> **Objectives**:
(a) Answer these questions using the anger management post.
(i) On which website did the writer find the advice about relieving inner tension?
(ii) According to the post, what does exercise release to your brain?
(iii) How long is the walk from the writer's car to the school?
(b) Extract every line of the rows that includes the string "paneled".

> **Selected text**:
▬▬▬▬▬▬

Wednesday, January 6, 2010

Anger Management -- The Middle: Post 10

Today, I was looking through websites instead of my books for a change of pace. I came across some great advice on MayoClinic on their page http://www.mayoclinic.com/health/anger-management/MH00102. They suggested a few ways of relieving inner tension. One of their best suggestions was to exercise since it releases endorphins to your brain and makes you naturally happier. I really liked this tip because, other than avoiding things that make me angry, this is one of the only tips I've found that I can use BEFORE I get angry. It's something that, in theory, if I do it often, it should make me less tense and I'll get angry less often. Not to mention, it's good for you. So it's a double good.
In fact, I HAVE noticed that since I stopped having parking on campus and I've been walking fifteen minutes from my car to the school and then fifteen minutes back again, I've felt slightly less tense. Even though it's freezing cold outside. But then again, I could just be thinking that because I want it to be true.

▬▬▬▬▬▬

(Rows from a point labeling set)

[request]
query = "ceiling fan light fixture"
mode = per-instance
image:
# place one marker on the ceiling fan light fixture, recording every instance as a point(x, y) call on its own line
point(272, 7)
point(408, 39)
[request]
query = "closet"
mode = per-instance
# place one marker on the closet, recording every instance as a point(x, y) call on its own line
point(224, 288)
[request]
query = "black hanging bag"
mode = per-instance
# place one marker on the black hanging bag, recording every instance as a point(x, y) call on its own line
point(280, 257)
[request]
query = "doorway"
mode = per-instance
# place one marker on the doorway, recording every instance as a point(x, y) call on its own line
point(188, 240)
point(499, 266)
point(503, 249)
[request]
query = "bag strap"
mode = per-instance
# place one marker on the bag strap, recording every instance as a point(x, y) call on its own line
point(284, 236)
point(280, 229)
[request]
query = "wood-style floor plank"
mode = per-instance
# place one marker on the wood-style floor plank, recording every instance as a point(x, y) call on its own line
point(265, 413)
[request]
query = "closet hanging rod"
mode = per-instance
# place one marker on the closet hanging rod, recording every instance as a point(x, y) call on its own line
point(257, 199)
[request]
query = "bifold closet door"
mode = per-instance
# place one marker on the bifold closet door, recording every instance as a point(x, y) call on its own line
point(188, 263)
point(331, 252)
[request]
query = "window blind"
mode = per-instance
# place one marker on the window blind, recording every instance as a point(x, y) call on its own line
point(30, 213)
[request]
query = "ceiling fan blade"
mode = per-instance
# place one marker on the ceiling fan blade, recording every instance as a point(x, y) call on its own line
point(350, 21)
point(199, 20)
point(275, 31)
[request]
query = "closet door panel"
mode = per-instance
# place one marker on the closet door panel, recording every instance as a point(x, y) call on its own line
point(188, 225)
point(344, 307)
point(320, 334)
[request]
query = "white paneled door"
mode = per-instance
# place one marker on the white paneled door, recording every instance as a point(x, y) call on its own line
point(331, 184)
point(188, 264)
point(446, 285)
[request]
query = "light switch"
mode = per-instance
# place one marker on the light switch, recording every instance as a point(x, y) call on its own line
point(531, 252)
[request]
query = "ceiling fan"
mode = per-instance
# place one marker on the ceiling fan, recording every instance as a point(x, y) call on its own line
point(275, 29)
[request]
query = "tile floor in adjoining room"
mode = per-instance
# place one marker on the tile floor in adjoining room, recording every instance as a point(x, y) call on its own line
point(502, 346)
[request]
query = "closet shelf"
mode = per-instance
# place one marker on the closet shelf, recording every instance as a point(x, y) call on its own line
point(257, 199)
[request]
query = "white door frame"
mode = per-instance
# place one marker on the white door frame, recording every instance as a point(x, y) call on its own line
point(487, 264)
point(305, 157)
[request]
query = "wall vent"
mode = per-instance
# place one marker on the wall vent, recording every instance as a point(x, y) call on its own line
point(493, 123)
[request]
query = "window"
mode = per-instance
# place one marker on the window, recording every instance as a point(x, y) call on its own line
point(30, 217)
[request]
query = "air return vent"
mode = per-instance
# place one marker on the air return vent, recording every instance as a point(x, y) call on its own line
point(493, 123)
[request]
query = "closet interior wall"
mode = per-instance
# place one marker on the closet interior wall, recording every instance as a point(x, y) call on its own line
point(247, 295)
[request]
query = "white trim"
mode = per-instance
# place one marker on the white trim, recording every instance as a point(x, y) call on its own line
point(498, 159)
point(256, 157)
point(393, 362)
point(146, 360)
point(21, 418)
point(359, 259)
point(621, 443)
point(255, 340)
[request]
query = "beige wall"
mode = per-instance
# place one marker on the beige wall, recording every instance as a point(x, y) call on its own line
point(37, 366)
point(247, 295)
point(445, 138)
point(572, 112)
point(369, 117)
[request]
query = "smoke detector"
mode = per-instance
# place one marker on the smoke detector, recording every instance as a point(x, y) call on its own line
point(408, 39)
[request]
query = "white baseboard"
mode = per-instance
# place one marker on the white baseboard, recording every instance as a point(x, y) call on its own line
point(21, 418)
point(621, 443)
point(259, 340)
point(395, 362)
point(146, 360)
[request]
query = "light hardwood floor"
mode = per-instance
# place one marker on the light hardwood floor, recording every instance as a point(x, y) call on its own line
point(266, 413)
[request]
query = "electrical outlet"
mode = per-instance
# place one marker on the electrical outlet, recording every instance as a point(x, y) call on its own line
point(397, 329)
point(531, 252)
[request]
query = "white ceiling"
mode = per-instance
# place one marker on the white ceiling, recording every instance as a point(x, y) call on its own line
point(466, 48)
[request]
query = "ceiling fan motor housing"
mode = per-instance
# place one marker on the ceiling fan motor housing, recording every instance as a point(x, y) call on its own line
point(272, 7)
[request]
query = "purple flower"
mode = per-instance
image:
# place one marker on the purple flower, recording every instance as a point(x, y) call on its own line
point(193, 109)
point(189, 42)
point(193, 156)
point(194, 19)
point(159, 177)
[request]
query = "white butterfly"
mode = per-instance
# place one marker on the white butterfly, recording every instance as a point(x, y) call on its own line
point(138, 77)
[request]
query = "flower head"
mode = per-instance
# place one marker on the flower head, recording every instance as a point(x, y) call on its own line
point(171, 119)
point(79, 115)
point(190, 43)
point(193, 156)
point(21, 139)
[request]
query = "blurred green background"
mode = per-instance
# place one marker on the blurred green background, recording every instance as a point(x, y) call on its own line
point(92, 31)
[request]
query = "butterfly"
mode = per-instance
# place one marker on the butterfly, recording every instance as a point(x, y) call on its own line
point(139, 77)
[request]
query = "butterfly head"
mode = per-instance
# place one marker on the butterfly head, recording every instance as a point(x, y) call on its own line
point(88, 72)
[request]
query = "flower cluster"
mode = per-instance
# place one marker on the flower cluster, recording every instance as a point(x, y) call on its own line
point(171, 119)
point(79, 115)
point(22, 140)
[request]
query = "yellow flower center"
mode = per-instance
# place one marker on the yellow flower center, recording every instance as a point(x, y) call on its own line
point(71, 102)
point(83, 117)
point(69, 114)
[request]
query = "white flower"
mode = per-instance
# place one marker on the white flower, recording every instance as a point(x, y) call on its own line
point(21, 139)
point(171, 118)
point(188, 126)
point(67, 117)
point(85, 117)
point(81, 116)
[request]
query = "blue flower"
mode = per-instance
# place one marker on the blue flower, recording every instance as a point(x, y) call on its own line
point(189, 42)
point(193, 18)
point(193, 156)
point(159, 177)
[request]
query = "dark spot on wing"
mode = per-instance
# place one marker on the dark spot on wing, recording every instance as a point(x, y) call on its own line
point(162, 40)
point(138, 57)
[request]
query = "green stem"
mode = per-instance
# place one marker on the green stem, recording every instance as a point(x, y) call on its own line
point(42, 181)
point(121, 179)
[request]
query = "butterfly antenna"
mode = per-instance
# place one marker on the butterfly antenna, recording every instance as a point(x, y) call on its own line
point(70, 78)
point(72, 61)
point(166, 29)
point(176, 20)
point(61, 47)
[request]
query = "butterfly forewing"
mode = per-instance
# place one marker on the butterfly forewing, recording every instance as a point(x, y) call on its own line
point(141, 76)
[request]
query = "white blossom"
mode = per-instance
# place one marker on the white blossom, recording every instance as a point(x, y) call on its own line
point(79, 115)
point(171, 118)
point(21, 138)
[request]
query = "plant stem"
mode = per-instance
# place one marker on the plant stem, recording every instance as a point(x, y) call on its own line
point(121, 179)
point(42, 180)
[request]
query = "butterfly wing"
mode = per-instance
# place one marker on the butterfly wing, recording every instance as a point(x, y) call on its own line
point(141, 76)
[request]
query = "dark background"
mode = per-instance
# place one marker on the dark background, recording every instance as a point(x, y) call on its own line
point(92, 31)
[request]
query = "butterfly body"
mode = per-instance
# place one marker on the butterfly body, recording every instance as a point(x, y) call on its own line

▬▬▬▬▬▬

> **Per-task outputs**:
(a)
(i) MayoClinic
(ii) Endorphins
(iii) Fifteen minutes

(b)
query = "white paneled door"
# place one marker on the white paneled door, recording every instance as a point(x, y) call on its own line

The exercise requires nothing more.